§ Problem to work on
Please return all of the entries below exactly as they are written.

§ Dataset
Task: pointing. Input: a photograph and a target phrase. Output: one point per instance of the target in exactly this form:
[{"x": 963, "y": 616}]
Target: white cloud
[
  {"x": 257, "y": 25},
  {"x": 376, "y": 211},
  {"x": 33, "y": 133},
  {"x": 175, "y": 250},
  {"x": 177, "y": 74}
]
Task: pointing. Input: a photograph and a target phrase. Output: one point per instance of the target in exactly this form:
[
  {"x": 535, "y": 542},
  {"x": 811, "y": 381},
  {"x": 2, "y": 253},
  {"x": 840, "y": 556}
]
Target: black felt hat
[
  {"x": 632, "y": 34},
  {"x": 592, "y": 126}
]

§ Expected answer
Task: pointing. Input: a photograph and a target phrase. Output: one point per instance of the target in exactly this form:
[{"x": 963, "y": 616}]
Target: white cloud
[
  {"x": 257, "y": 25},
  {"x": 376, "y": 211},
  {"x": 33, "y": 133},
  {"x": 175, "y": 250},
  {"x": 177, "y": 74}
]
Task: pointing. Input: a photograph and a target phrase. Output: one point per instance of the target in exactly this form:
[
  {"x": 535, "y": 542},
  {"x": 811, "y": 381},
  {"x": 2, "y": 253},
  {"x": 840, "y": 556}
]
Target: black felt hat
[
  {"x": 632, "y": 34},
  {"x": 592, "y": 126}
]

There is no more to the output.